● WHAT TO DO
Return every entry exactly as written.

Dataset excerpts
------------------------------------------------------------------------

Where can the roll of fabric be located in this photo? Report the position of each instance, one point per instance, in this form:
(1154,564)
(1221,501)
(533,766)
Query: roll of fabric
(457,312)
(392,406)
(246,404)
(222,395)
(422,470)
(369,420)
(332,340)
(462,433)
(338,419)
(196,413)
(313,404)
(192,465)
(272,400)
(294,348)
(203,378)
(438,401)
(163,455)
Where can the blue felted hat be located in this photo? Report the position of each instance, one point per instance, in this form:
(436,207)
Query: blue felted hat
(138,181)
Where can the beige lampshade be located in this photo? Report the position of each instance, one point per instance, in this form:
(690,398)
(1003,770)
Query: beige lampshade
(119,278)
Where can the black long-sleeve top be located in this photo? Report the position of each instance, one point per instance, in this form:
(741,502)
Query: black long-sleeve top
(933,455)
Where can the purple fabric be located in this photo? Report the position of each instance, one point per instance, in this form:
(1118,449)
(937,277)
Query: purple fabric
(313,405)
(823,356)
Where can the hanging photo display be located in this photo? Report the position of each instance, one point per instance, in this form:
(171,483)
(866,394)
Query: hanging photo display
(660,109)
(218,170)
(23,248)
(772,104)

------------------------------------------------------------------------

● RESPONSE AREA
Where can the roll of fabric be located in this photo? Report the position of each instance, one point per instance, in this form:
(1154,564)
(1221,501)
(533,766)
Query: roll of fabric
(457,312)
(392,406)
(246,404)
(222,395)
(422,470)
(369,420)
(332,340)
(462,433)
(338,419)
(196,413)
(313,404)
(192,465)
(272,400)
(294,348)
(203,378)
(438,401)
(163,455)
Where can the blue felted hat be located in this photo? Report the position of each instance, one point per instance, in this form:
(436,207)
Query: blue felted hat
(138,181)
Where can the beige lampshade be located in this photo? Report the position of each instance, one point per instance, in this form:
(690,398)
(1003,770)
Query: beige lampshade
(119,278)
Where can the black long-sleeve top be located in this photo? Report the position of each instance, one point per instance, in this form:
(741,502)
Query: black long-sleeve top
(933,455)
Where can the purple fabric be located in this photo? Report the position of each instance, one point per instance, in this form:
(1118,449)
(937,277)
Query: purple fabric
(313,405)
(823,356)
Where can the hanging photo display be located in this photo? Report the position of each instance, one point per instance, in this form:
(171,483)
(866,394)
Query: hanging photo display
(660,109)
(218,170)
(23,248)
(772,104)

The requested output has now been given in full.